> [TASK GOAL]:
Rewrite the passage on solitude and self-worth, beginning at "There is a greater" and stopping after "creative human potential.", with "market demographic" changed to "target audience".

═══ PAGE EXCERPT ═══

A fear of loneliness leads to
desperate actions initiating pain. Enjoying the peace of solitude is breaking
free from this chronic condition; and provides the realisation that if you are
already complete in yourself, then there is more love in you to share. If you
are indifferent to other people’s opinions about you:
·
You don’t need to pretend or hide anything;
·
You don’t need to worry about impressions or
what was said;
·
You don’t need to conform to rigid or mistuned
expectations;
·
You don’t need to be offended or hurt by words;
·
There is no need to show off and chase false,
empty priorities;
·
You break an addiction to the approval of
others;
·
You break free from inhibitions;
·
You have freedom to be who you are.
To be ultra-confident you can either be a deranged
narcissist or you can be yourself completely. The former is fragile, needing
lies and selfishness to delay its inevitable demise; the latter invites a
playful, open curiosity to life and what is. For there is no desire to convince
others that you are happy when you are actually happy. There is no desire to
show off to others when you have a sense of fulfilment. There is no hunger for
external validation if you appreciate yourself.
Negativity, like a virus, will attack you and attempt to
feed on your energy. A thick skin is some defence, but is fragile and needs
constant fierce protecting in a battle that will be eventually lost. Rather than
becoming one of the infected, with it eating away at you from the inside and
spreading or intensifying the infection of others, it is better to be immune. When
you don’t need validation by anyone else’s good opinion, you have the chance to
be who you are.
There is a greater chance of releasing your magic if not
consumed by self-aggrandisement or conforming to other people’s expectations,
especially if the current norms are harmful and wrong. If you are not trying to
appease anyone; if you are not trying to appeal to a market demographic; and
you don’t need anything: watch out, you might actually do something worthwhile.
The challenge is to release what is within you, uncorrupted by falsity and
lies.
Success in transcendent goals is not the same as success in
negotiating positions of status in the current society, which of course will
change with the relentless passage of time. It just so happens, however, that
those people who were motivated mainly by intrinsic value, rather than by their
individual psychological desires, produced the best long-lasting examples of
beauty and creative human potential.

═══ RECORDS SUPPLIED ═══

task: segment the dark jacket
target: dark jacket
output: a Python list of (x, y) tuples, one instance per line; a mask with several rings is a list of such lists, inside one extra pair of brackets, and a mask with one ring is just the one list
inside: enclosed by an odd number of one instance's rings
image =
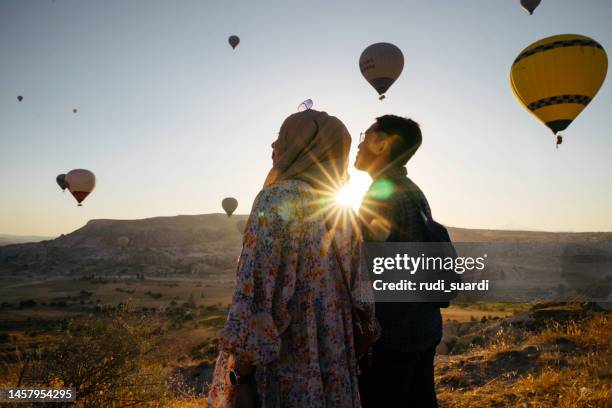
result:
[[(406, 168), (390, 169), (373, 181), (361, 204), (359, 218), (367, 224), (374, 217), (384, 218), (391, 226), (386, 242), (423, 242), (425, 225), (410, 195), (417, 198), (431, 217), (425, 195), (408, 178)], [(364, 240), (373, 241), (368, 229), (362, 229)], [(432, 303), (380, 302), (376, 304), (376, 317), (382, 328), (378, 344), (389, 350), (424, 351), (442, 338), (440, 308)]]

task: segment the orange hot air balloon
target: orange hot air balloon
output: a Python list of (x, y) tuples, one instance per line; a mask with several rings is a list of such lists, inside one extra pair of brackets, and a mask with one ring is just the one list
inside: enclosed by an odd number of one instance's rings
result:
[(66, 174), (65, 178), (68, 189), (79, 203), (79, 206), (83, 200), (93, 191), (96, 187), (96, 176), (89, 170), (75, 169), (71, 170)]

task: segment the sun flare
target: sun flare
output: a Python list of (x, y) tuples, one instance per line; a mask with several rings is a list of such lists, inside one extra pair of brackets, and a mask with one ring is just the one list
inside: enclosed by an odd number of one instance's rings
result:
[(350, 181), (336, 193), (336, 201), (342, 206), (352, 207), (355, 212), (359, 211), (370, 182), (367, 176), (351, 176)]

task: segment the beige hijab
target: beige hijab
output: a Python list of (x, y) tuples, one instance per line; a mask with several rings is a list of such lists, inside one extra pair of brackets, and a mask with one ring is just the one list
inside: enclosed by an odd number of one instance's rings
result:
[(336, 190), (347, 181), (350, 147), (351, 135), (340, 119), (313, 109), (294, 113), (280, 128), (277, 163), (264, 187), (297, 179), (320, 190)]

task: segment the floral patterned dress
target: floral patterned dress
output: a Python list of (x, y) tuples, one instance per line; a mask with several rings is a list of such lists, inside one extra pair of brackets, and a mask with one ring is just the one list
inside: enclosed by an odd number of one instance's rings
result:
[[(298, 180), (274, 183), (257, 196), (208, 406), (232, 406), (228, 374), (235, 359), (256, 366), (264, 407), (361, 406), (351, 299), (330, 246), (324, 204)], [(334, 239), (353, 303), (374, 319), (361, 276), (360, 234), (351, 222), (341, 224)]]

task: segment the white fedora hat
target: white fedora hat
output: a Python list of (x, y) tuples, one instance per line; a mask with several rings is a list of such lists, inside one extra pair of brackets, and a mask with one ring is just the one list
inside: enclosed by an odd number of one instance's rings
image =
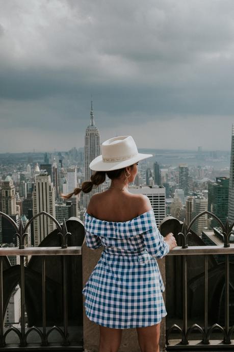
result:
[(89, 164), (91, 170), (111, 171), (129, 166), (138, 161), (152, 157), (152, 154), (138, 153), (132, 136), (119, 136), (110, 138), (101, 145), (101, 155)]

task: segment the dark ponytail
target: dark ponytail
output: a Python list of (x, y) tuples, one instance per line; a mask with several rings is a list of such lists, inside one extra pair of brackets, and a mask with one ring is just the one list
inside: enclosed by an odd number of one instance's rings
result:
[(106, 171), (95, 171), (93, 174), (91, 175), (90, 180), (91, 181), (84, 181), (82, 184), (81, 188), (77, 187), (74, 189), (73, 192), (68, 194), (63, 194), (62, 193), (60, 193), (60, 196), (64, 199), (68, 199), (73, 194), (74, 194), (74, 195), (77, 195), (82, 191), (85, 193), (89, 193), (89, 192), (92, 190), (94, 185), (95, 185), (96, 188), (106, 181)]

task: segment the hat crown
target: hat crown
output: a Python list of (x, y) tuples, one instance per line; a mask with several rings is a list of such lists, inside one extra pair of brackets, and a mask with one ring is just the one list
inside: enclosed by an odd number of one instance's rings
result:
[(124, 160), (138, 154), (132, 136), (119, 136), (110, 138), (102, 143), (101, 148), (103, 161)]

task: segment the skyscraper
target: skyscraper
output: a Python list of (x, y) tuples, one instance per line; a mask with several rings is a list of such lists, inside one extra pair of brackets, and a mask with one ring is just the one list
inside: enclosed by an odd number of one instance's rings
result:
[[(35, 177), (33, 192), (33, 215), (44, 211), (55, 218), (55, 191), (50, 175), (41, 172)], [(48, 216), (40, 215), (34, 221), (34, 244), (38, 246), (56, 228)]]
[[(225, 223), (227, 216), (228, 206), (229, 179), (217, 177), (216, 182), (208, 184), (208, 210)], [(212, 227), (217, 226), (217, 222), (212, 219)]]
[(2, 210), (7, 215), (16, 213), (16, 197), (13, 182), (10, 176), (7, 176), (1, 191)]
[(150, 201), (158, 226), (166, 216), (165, 189), (161, 186), (138, 187), (130, 186), (129, 191), (132, 193), (141, 193), (147, 195)]
[(71, 166), (67, 169), (67, 190), (68, 193), (73, 192), (77, 187), (77, 173), (76, 166)]
[[(17, 212), (16, 197), (13, 182), (10, 176), (4, 180), (1, 191), (2, 211), (18, 225), (19, 215)], [(14, 243), (16, 244), (15, 229), (5, 218), (2, 217), (2, 242), (5, 243)]]
[(185, 195), (189, 194), (189, 168), (187, 165), (180, 165), (179, 167), (179, 188), (184, 190)]
[(153, 175), (154, 177), (154, 185), (161, 186), (162, 184), (161, 173), (159, 165), (157, 161), (153, 163)]
[[(94, 124), (94, 118), (93, 109), (93, 102), (91, 102), (90, 111), (90, 123), (86, 129), (85, 138), (85, 177), (86, 181), (89, 181), (91, 175), (95, 172), (89, 168), (89, 164), (95, 158), (101, 154), (100, 144), (100, 134), (98, 129)], [(98, 187), (93, 187), (89, 193), (83, 194), (83, 206), (86, 208), (92, 195), (95, 193), (101, 192), (101, 185)]]
[(234, 222), (234, 124), (232, 127), (230, 179), (228, 194), (228, 220)]
[[(205, 210), (207, 210), (208, 200), (202, 196), (195, 196), (193, 199), (193, 213), (192, 218), (202, 213)], [(207, 228), (207, 214), (202, 215), (195, 221), (192, 227), (192, 229), (197, 235), (200, 236), (203, 230)]]
[(55, 158), (54, 158), (54, 163), (52, 166), (52, 177), (54, 187), (55, 190), (55, 197), (57, 198), (59, 195), (59, 176), (58, 173), (58, 167)]
[(193, 212), (193, 197), (190, 196), (186, 199), (186, 221), (188, 226), (192, 221)]

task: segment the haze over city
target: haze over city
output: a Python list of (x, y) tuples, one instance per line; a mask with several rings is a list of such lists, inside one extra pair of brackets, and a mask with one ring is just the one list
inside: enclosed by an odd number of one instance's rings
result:
[(234, 3), (0, 1), (0, 153), (230, 149)]

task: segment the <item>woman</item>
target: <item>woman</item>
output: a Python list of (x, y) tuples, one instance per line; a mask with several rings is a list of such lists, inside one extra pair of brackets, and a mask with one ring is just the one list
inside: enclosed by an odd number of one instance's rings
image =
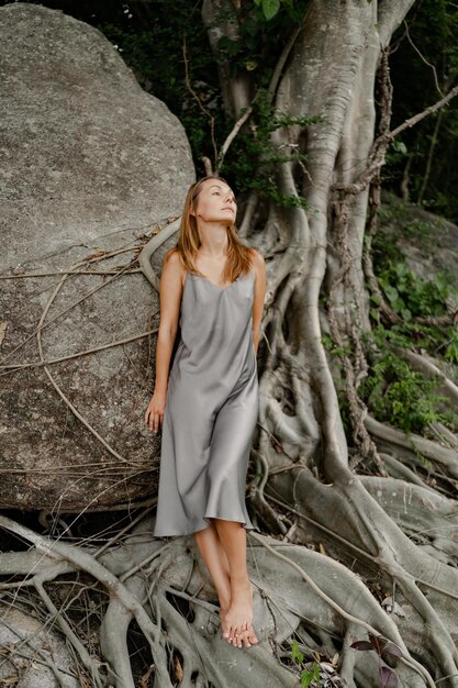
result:
[(235, 217), (234, 193), (222, 178), (190, 187), (178, 243), (164, 259), (156, 384), (145, 422), (154, 433), (163, 429), (154, 535), (193, 533), (219, 596), (223, 637), (249, 647), (258, 640), (245, 489), (266, 266), (238, 238)]

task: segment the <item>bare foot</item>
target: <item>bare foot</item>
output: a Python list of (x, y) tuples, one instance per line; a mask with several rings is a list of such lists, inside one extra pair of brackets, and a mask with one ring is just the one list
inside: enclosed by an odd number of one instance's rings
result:
[(250, 629), (252, 621), (253, 586), (246, 578), (231, 586), (231, 604), (224, 618), (223, 637), (235, 647), (242, 647), (243, 634)]
[(237, 647), (242, 647), (242, 642), (245, 643), (245, 647), (252, 647), (252, 645), (257, 645), (259, 643), (253, 625), (249, 625), (248, 630), (244, 631), (242, 635), (238, 636), (238, 640), (241, 641), (241, 644), (237, 643)]
[(230, 626), (227, 625), (227, 610), (228, 610), (230, 606), (227, 604), (227, 607), (220, 604), (220, 620), (221, 620), (221, 631), (223, 633), (223, 637), (227, 637), (228, 636), (228, 631), (230, 631)]

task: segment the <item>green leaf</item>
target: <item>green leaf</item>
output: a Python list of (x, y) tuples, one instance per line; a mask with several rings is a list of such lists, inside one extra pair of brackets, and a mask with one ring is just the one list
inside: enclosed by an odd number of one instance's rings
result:
[(313, 672), (302, 672), (301, 675), (301, 686), (303, 688), (309, 688), (310, 684), (314, 679)]
[(262, 0), (262, 12), (267, 21), (273, 19), (280, 11), (280, 0)]

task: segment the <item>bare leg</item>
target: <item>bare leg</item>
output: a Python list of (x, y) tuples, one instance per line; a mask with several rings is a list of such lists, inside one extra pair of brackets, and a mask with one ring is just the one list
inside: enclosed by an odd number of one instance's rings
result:
[(231, 582), (231, 604), (225, 615), (223, 637), (237, 647), (242, 647), (242, 641), (249, 647), (258, 639), (252, 626), (253, 588), (246, 567), (246, 531), (237, 521), (212, 519), (212, 522), (227, 556)]
[(220, 617), (223, 632), (225, 631), (225, 614), (231, 604), (231, 581), (228, 562), (221, 544), (214, 523), (209, 528), (193, 533), (196, 543), (210, 572), (220, 600)]

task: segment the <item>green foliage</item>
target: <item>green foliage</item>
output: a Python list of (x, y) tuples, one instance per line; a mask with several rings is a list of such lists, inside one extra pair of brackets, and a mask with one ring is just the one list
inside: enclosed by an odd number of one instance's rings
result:
[[(393, 213), (396, 217), (393, 218)], [(418, 238), (434, 236), (436, 228), (423, 220), (412, 220), (403, 206), (382, 207), (383, 221), (395, 219), (404, 235)], [(433, 229), (433, 231), (432, 231)], [(380, 323), (377, 297), (371, 297), (373, 322), (366, 335), (369, 375), (359, 388), (362, 400), (380, 421), (406, 433), (422, 433), (429, 423), (440, 421), (449, 426), (456, 414), (445, 411), (445, 399), (437, 393), (438, 381), (426, 379), (412, 370), (402, 349), (412, 347), (434, 357), (458, 364), (458, 334), (454, 325), (428, 325), (416, 322), (422, 318), (448, 315), (446, 302), (458, 303), (458, 292), (445, 274), (418, 277), (407, 266), (395, 241), (379, 233), (372, 244), (372, 260), (379, 286), (392, 310), (402, 321), (390, 328)]]
[[(152, 0), (147, 22), (103, 22), (98, 27), (118, 46), (123, 59), (134, 70), (144, 88), (163, 100), (186, 129), (196, 160), (202, 155), (213, 158), (210, 118), (216, 131), (223, 126), (219, 75), (211, 54), (200, 10), (187, 0)], [(186, 60), (189, 81), (186, 81)]]
[(319, 686), (320, 664), (317, 662), (313, 662), (313, 664), (308, 663), (308, 666), (304, 668), (304, 656), (299, 648), (297, 640), (293, 640), (291, 643), (291, 657), (294, 664), (301, 669), (301, 686), (309, 688), (309, 686), (312, 686), (312, 681), (315, 681), (314, 686)]
[(254, 87), (266, 87), (281, 48), (294, 27), (300, 26), (308, 0), (243, 0), (237, 11), (221, 10), (214, 25), (234, 24), (232, 38), (217, 44), (220, 62), (228, 63), (231, 75), (250, 71)]
[(275, 112), (268, 92), (259, 89), (253, 103), (253, 124), (234, 141), (224, 162), (224, 174), (234, 179), (235, 187), (242, 192), (254, 190), (278, 206), (308, 208), (305, 199), (300, 195), (282, 193), (276, 176), (276, 168), (281, 163), (301, 164), (306, 160), (306, 156), (295, 148), (287, 148), (280, 154), (270, 134), (283, 126), (306, 126), (321, 121), (322, 118), (317, 115), (290, 116), (284, 112)]
[(412, 370), (392, 348), (388, 332), (379, 325), (368, 337), (377, 353), (370, 356), (370, 373), (359, 388), (362, 400), (379, 421), (406, 433), (421, 433), (429, 423), (447, 422), (440, 410), (444, 398), (436, 393), (437, 381)]
[[(439, 100), (457, 82), (458, 4), (450, 0), (422, 0), (414, 3), (406, 23), (409, 36), (402, 24), (393, 41), (396, 49), (390, 56), (393, 129)], [(412, 200), (455, 222), (458, 221), (457, 132), (455, 100), (440, 113), (403, 132), (400, 144), (405, 147), (405, 154), (392, 145), (383, 169), (384, 182), (398, 192), (409, 158)], [(428, 174), (431, 152), (433, 164)]]

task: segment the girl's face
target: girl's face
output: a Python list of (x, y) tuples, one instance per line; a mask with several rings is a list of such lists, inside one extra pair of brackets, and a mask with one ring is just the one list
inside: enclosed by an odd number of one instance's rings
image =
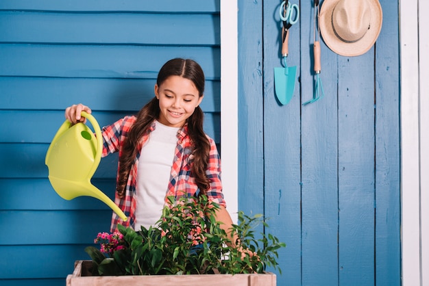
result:
[(203, 100), (193, 82), (178, 75), (167, 77), (160, 86), (156, 84), (155, 95), (160, 101), (158, 120), (171, 127), (182, 127)]

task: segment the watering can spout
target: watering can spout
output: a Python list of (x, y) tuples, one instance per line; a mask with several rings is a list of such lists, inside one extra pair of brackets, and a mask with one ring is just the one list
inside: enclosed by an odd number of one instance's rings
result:
[(52, 140), (46, 154), (49, 181), (60, 196), (71, 200), (88, 196), (109, 206), (123, 220), (127, 216), (90, 179), (98, 168), (103, 151), (101, 131), (95, 118), (82, 112), (95, 132), (82, 122), (72, 125), (66, 120)]

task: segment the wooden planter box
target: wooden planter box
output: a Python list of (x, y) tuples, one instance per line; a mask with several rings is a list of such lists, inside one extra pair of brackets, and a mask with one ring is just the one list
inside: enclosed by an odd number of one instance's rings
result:
[(73, 274), (67, 276), (66, 286), (188, 286), (234, 285), (275, 286), (275, 274), (204, 274), (204, 275), (145, 275), (92, 276), (88, 270), (90, 260), (75, 263)]

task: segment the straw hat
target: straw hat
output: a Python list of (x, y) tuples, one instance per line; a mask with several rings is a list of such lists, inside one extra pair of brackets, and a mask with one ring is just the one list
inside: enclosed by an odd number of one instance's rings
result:
[(334, 52), (360, 55), (376, 42), (382, 18), (378, 0), (325, 0), (320, 11), (320, 31)]

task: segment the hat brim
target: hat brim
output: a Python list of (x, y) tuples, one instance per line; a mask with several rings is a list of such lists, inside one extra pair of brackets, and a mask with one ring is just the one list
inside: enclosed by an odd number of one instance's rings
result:
[(325, 0), (320, 10), (320, 31), (325, 44), (334, 52), (346, 57), (360, 55), (367, 52), (374, 44), (380, 31), (383, 18), (381, 5), (378, 0), (369, 2), (371, 15), (371, 27), (365, 36), (354, 42), (343, 41), (335, 34), (332, 27), (332, 12), (339, 0)]

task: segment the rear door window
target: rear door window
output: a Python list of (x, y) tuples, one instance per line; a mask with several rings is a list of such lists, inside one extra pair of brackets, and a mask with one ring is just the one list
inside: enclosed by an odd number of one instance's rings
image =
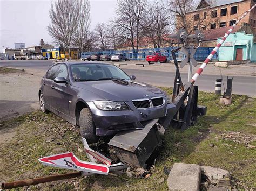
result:
[(50, 80), (53, 80), (57, 76), (58, 69), (59, 68), (59, 65), (55, 65), (52, 67), (47, 72), (46, 74), (45, 75), (45, 78), (47, 78)]

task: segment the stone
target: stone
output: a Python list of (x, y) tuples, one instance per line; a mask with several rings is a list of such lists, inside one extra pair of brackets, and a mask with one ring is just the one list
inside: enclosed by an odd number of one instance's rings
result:
[(228, 67), (228, 63), (227, 62), (216, 62), (215, 63), (215, 66), (219, 66), (221, 67), (226, 68)]
[(198, 191), (201, 182), (199, 165), (175, 163), (167, 179), (169, 190)]
[(158, 183), (160, 185), (164, 182), (164, 178), (161, 178), (158, 180)]
[[(227, 178), (225, 179), (225, 181), (229, 181), (231, 178), (228, 171), (223, 169), (213, 168), (210, 166), (201, 166), (201, 171), (202, 174), (206, 175), (212, 183), (223, 183), (223, 179), (224, 178)], [(229, 180), (227, 180), (227, 179)], [(226, 183), (225, 184), (226, 185)]]
[(210, 186), (207, 188), (207, 191), (226, 191), (226, 189), (224, 188), (221, 188), (215, 185), (210, 185)]

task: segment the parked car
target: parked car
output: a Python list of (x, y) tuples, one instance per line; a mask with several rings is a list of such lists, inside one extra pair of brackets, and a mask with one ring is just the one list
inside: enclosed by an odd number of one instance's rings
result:
[(122, 60), (127, 60), (126, 56), (124, 54), (114, 54), (111, 56), (111, 60), (113, 62), (114, 61), (122, 61)]
[(146, 60), (149, 63), (151, 62), (167, 62), (167, 57), (161, 53), (153, 53), (147, 55)]
[(95, 61), (95, 60), (100, 61), (100, 56), (103, 54), (103, 53), (92, 54), (91, 55), (91, 60), (92, 61)]
[(104, 54), (100, 56), (100, 60), (110, 61), (111, 60), (111, 55), (110, 54)]
[(86, 60), (90, 61), (90, 60), (91, 60), (91, 55), (86, 55), (84, 57), (82, 57), (82, 59), (83, 61), (86, 61)]
[(41, 80), (40, 107), (79, 126), (82, 136), (95, 143), (119, 131), (142, 129), (173, 109), (164, 91), (134, 80), (112, 65), (58, 63)]
[(43, 57), (41, 57), (40, 60), (48, 60), (48, 58), (47, 57), (45, 57), (45, 56), (43, 56)]

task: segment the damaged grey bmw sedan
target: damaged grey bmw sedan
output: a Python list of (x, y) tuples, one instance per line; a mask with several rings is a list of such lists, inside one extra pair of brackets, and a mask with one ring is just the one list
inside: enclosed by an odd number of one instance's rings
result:
[(109, 64), (55, 64), (41, 80), (41, 108), (79, 126), (89, 143), (142, 129), (149, 120), (166, 116), (172, 104), (164, 91), (134, 80)]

═══

> [EXERCISE RESPONSE]:
There is a greater chance of releasing your magic if not
consumed by self-aggrandisement or conforming to other people’s expectations,
especially if the current norms are harmful and wrong. If you are not trying to
appease anyone; if you are not trying to appeal to a target audience; and
you don’t need anything: watch out, you might actually do something worthwhile.
The challenge is to release what is within you, uncorrupted by falsity and
lies.
Success in transcendent goals is not the same as success in
negotiating positions of status in the current society, which of course will
change with the relentless passage of time. It just so happens, however, that
those people who were motivated mainly by intrinsic value, rather than by their
individual psychological desires, produced the best long-lasting examples of
beauty and creative human potential.